-- What you are asked to do --
Reproduce, unchanged, the part of the material that opens with the line containing "draw the outline of paved highway" and closes with the line containing "[[[38,148],[199,150],[200,91],[0,85],[0,149]]]", including both of those lines.

-- Task data --
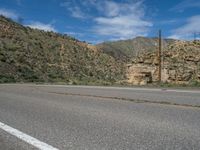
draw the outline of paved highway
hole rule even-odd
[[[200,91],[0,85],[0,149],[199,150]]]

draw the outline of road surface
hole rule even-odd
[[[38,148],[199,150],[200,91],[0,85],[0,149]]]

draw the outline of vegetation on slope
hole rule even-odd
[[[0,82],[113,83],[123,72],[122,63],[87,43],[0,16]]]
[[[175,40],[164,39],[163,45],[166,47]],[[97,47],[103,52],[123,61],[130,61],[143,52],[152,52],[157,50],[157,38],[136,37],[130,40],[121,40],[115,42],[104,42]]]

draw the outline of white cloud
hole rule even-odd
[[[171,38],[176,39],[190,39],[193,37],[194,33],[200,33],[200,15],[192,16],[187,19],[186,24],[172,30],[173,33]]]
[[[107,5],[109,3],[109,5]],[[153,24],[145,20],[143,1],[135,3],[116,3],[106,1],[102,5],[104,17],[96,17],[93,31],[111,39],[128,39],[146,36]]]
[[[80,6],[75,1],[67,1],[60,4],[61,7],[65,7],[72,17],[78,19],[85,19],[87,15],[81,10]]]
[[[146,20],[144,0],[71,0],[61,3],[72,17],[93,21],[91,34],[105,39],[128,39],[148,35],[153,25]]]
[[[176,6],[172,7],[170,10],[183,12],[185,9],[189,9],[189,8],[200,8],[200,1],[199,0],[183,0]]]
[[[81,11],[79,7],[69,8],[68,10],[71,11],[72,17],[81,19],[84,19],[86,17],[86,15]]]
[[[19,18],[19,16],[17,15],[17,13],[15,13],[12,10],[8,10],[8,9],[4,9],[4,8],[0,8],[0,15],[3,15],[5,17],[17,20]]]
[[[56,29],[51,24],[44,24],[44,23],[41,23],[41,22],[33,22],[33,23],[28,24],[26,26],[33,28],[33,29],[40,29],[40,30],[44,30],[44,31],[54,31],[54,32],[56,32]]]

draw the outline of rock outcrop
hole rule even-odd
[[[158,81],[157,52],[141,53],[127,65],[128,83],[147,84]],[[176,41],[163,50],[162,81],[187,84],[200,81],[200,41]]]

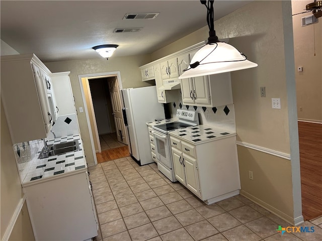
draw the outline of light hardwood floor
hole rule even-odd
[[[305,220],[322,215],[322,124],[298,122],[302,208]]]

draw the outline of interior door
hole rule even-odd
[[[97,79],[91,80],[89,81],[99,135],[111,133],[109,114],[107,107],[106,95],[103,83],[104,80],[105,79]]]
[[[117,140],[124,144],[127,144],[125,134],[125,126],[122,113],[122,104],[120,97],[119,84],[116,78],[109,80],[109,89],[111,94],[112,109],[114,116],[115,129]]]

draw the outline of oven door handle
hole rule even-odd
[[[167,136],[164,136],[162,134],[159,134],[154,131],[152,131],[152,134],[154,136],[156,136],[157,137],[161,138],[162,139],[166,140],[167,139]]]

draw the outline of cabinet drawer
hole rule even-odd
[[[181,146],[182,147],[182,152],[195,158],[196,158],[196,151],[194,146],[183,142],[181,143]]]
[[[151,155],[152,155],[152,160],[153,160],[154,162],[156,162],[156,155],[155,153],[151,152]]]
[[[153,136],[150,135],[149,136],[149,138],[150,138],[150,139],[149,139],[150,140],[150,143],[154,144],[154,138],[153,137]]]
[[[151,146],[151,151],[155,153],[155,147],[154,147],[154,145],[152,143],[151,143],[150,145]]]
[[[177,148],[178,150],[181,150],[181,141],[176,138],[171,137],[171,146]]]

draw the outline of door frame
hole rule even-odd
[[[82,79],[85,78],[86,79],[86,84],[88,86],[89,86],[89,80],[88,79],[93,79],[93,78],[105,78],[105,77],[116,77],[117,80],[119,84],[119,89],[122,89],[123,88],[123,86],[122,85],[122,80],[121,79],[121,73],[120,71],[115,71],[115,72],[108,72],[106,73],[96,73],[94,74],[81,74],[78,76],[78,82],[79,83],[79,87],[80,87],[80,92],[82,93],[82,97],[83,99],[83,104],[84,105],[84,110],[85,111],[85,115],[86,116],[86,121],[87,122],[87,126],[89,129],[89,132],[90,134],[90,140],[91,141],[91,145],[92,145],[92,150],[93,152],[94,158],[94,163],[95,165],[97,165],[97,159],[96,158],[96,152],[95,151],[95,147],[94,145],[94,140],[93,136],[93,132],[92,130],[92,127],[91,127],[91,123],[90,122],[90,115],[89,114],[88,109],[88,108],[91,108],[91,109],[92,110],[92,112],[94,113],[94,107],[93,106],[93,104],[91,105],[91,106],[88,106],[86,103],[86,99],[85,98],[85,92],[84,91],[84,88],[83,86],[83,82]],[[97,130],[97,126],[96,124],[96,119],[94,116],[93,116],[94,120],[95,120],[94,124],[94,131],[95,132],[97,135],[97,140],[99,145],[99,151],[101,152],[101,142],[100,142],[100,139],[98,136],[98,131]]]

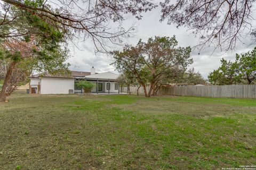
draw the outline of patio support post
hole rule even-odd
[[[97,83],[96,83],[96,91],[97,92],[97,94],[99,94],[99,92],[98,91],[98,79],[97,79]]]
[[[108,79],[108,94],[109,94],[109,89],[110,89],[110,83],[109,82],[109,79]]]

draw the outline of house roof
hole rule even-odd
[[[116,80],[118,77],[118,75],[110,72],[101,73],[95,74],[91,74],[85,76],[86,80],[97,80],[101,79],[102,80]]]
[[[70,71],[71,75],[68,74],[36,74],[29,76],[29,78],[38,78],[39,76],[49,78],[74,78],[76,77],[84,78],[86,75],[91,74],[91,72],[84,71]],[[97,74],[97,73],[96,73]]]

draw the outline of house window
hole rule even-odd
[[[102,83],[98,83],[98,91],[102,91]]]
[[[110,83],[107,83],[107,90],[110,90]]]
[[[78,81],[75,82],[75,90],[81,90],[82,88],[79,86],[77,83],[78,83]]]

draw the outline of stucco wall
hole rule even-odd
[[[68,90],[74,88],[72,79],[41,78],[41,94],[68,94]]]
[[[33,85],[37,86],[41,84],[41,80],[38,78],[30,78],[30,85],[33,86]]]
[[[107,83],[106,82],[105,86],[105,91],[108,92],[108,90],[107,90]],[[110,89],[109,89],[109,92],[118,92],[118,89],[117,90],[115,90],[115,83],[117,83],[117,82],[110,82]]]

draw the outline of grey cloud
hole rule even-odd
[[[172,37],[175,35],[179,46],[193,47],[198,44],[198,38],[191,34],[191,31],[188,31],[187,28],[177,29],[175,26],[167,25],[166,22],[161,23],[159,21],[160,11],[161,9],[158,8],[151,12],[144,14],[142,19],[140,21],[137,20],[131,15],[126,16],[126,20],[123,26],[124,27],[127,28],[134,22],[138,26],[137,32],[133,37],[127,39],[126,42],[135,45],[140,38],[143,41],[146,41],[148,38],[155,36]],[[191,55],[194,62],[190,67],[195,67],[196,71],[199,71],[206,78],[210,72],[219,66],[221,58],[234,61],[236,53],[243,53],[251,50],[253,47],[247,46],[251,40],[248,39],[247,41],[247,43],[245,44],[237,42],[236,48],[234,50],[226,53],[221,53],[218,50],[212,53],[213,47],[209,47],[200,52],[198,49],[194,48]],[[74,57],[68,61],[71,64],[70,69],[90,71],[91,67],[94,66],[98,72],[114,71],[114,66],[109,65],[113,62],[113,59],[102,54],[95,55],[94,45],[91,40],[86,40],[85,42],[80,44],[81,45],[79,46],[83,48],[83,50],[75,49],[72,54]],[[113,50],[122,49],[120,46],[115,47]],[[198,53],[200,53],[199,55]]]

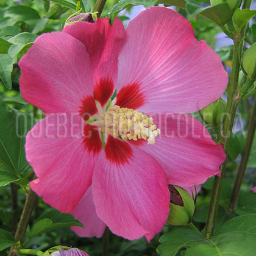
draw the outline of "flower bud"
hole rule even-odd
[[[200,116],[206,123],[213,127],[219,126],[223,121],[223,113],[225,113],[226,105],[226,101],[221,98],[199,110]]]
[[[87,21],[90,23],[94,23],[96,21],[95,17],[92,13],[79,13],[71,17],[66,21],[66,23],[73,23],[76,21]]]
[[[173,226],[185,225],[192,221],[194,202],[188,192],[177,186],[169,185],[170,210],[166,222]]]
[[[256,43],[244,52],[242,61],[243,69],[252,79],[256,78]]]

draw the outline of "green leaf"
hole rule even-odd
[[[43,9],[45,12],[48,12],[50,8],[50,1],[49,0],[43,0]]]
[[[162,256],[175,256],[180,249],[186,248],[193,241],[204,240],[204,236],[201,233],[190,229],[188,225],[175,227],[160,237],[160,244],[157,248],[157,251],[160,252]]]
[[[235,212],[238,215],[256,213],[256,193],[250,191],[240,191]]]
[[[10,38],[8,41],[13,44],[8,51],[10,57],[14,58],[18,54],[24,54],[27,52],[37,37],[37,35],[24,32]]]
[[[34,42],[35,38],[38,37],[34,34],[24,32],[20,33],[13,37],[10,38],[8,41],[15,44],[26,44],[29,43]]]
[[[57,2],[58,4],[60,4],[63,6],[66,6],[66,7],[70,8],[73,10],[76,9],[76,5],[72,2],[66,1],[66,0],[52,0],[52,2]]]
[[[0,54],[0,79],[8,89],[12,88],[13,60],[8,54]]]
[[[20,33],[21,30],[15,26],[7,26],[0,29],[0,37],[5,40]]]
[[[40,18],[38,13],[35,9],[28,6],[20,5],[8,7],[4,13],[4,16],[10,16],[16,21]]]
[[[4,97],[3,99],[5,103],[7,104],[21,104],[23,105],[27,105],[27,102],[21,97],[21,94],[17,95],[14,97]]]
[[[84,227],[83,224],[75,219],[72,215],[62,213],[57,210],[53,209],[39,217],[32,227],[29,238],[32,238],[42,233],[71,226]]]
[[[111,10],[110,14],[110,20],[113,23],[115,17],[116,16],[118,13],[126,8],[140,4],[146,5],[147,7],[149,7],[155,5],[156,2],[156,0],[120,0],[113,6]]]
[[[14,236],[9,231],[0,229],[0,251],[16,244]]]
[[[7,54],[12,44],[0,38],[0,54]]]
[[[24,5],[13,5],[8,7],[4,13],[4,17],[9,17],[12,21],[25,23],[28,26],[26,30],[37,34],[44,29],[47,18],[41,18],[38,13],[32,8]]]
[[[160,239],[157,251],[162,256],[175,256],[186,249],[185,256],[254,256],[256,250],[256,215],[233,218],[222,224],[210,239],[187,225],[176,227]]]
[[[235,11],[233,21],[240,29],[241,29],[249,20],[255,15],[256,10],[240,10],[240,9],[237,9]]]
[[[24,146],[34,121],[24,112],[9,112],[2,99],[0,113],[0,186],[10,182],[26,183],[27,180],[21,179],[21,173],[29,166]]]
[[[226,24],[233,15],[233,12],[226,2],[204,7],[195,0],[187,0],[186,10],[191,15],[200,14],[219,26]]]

...

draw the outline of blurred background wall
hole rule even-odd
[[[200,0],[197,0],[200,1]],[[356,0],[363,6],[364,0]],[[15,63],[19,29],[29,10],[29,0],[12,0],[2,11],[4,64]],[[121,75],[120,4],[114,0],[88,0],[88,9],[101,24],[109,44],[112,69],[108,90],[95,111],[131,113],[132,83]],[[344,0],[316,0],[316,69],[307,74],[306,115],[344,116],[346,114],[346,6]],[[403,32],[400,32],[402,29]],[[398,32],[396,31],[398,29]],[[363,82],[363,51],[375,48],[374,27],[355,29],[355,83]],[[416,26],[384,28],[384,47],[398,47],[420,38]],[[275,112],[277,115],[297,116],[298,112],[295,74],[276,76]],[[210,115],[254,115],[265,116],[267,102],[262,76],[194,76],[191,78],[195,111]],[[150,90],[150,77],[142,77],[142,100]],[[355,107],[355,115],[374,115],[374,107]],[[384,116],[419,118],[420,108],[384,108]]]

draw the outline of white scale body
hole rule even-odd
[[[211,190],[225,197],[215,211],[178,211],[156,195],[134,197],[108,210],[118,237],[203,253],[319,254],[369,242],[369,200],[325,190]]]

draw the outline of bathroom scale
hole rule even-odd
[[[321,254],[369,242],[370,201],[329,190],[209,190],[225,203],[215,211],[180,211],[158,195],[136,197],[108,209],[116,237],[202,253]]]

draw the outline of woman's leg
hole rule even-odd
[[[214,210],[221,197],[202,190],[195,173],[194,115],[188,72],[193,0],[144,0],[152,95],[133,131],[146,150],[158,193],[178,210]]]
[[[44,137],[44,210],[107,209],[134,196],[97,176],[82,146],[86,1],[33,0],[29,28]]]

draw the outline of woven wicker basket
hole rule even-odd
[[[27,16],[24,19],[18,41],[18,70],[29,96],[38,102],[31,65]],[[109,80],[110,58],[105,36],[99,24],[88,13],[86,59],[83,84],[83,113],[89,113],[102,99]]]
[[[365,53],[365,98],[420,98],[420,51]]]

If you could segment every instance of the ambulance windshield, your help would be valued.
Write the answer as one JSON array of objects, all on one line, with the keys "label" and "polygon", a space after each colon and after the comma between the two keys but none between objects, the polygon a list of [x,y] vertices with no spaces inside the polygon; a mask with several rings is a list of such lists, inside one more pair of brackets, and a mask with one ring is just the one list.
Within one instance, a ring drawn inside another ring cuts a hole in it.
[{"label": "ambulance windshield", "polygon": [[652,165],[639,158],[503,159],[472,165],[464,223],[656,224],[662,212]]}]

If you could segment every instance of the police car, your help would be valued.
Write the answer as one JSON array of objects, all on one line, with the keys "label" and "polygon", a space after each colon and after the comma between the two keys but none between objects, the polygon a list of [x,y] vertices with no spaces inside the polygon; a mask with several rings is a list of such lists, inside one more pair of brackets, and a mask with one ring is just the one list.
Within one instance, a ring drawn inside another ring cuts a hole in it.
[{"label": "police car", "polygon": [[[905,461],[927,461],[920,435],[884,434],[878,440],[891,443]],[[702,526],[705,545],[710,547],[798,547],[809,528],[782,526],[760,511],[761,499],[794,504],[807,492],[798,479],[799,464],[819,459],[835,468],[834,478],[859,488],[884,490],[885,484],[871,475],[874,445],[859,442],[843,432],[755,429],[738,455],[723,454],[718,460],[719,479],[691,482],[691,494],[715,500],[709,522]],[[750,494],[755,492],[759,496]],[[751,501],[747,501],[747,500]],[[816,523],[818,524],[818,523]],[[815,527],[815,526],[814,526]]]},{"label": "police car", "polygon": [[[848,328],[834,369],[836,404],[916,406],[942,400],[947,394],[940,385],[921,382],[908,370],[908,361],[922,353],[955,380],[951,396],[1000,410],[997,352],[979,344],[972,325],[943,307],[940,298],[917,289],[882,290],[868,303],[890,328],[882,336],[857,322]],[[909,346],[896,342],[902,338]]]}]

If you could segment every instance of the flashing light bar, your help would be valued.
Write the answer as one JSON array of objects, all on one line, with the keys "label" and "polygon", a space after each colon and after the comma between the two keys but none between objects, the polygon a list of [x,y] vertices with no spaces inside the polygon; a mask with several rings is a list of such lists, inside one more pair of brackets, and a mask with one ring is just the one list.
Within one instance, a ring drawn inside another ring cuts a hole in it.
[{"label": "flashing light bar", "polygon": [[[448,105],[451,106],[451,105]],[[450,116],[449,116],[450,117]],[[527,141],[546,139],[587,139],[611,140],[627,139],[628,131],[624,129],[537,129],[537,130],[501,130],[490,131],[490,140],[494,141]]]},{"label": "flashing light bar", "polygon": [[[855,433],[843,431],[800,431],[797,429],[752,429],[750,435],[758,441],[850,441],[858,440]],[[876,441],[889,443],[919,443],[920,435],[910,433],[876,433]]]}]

-- Reply --
draw the outline of paved highway
hole rule even-odd
[[[200,91],[0,85],[0,149],[199,150]]]

draw the outline of road surface
hole rule even-odd
[[[38,148],[199,150],[200,91],[0,85],[0,149]]]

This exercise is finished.